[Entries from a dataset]
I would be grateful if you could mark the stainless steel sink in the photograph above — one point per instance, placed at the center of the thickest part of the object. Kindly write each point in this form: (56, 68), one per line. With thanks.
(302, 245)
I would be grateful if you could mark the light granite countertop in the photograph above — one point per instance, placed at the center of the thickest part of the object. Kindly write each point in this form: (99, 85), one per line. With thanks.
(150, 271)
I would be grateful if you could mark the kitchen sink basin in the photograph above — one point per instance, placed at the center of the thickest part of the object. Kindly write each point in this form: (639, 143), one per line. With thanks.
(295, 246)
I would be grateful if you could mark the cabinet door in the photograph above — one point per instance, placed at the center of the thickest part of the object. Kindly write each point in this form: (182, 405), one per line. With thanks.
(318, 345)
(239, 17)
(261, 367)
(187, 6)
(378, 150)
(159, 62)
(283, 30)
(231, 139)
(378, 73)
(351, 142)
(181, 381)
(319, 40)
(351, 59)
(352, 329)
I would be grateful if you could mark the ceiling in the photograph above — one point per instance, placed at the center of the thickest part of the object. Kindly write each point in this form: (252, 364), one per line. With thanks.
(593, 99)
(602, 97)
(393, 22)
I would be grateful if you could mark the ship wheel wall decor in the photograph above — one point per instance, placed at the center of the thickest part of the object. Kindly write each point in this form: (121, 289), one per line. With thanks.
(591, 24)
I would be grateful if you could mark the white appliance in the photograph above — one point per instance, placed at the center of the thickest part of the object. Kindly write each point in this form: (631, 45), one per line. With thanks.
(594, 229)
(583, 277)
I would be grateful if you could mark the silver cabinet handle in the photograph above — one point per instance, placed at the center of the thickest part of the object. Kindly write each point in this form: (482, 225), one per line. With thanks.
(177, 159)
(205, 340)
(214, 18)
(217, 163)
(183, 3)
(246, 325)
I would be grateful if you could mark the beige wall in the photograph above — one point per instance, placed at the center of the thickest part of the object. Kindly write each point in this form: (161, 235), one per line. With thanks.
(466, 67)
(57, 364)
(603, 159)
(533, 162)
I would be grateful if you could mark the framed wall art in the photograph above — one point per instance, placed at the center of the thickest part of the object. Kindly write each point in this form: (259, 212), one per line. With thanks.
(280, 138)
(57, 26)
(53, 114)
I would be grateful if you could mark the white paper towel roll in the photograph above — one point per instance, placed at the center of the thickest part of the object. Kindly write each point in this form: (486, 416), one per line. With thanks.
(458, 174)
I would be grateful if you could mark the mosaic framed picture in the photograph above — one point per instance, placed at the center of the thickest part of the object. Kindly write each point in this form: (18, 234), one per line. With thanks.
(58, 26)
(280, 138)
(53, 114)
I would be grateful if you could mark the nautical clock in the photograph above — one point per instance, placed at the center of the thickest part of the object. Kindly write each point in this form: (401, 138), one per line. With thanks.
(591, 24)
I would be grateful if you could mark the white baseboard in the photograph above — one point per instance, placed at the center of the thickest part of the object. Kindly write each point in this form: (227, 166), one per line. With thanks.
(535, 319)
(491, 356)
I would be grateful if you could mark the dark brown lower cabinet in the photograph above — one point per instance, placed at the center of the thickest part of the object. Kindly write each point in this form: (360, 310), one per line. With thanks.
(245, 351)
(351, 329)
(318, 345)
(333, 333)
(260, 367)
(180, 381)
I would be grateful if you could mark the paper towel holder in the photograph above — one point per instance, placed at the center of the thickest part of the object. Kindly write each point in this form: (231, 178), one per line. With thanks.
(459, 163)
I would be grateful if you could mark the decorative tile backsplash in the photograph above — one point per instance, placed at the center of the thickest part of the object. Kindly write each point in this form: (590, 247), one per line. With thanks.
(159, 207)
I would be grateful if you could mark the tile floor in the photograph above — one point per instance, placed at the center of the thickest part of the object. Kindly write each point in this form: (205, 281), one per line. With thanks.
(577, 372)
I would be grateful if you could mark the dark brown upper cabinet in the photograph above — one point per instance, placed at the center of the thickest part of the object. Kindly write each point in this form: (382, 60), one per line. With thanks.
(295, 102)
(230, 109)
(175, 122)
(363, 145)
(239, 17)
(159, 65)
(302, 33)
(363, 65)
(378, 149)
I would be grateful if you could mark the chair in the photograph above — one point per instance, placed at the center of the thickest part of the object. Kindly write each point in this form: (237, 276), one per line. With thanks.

**DIRECTIVE:** Repeat exactly the lines starting at the line with "60), one per line. With thanks." and ending with the final line of the entries. Include nothing else.

**FINISHED TASK:**
I would be grateful if you could mark the dark brown upper cabinet in the photograph above — one point per instance, placed at the center of the thickest part of the object. Kindly write each point in this form: (382, 60), one per line. With thanks.
(295, 102)
(230, 109)
(175, 122)
(363, 145)
(239, 17)
(159, 65)
(302, 33)
(363, 65)
(378, 149)
I would be grateful if you could mark the chair in the photograph above — one point per instance, placed at the center of the thickest part of the object. Kindly write each point in this form: (237, 276), one per line. With thanks.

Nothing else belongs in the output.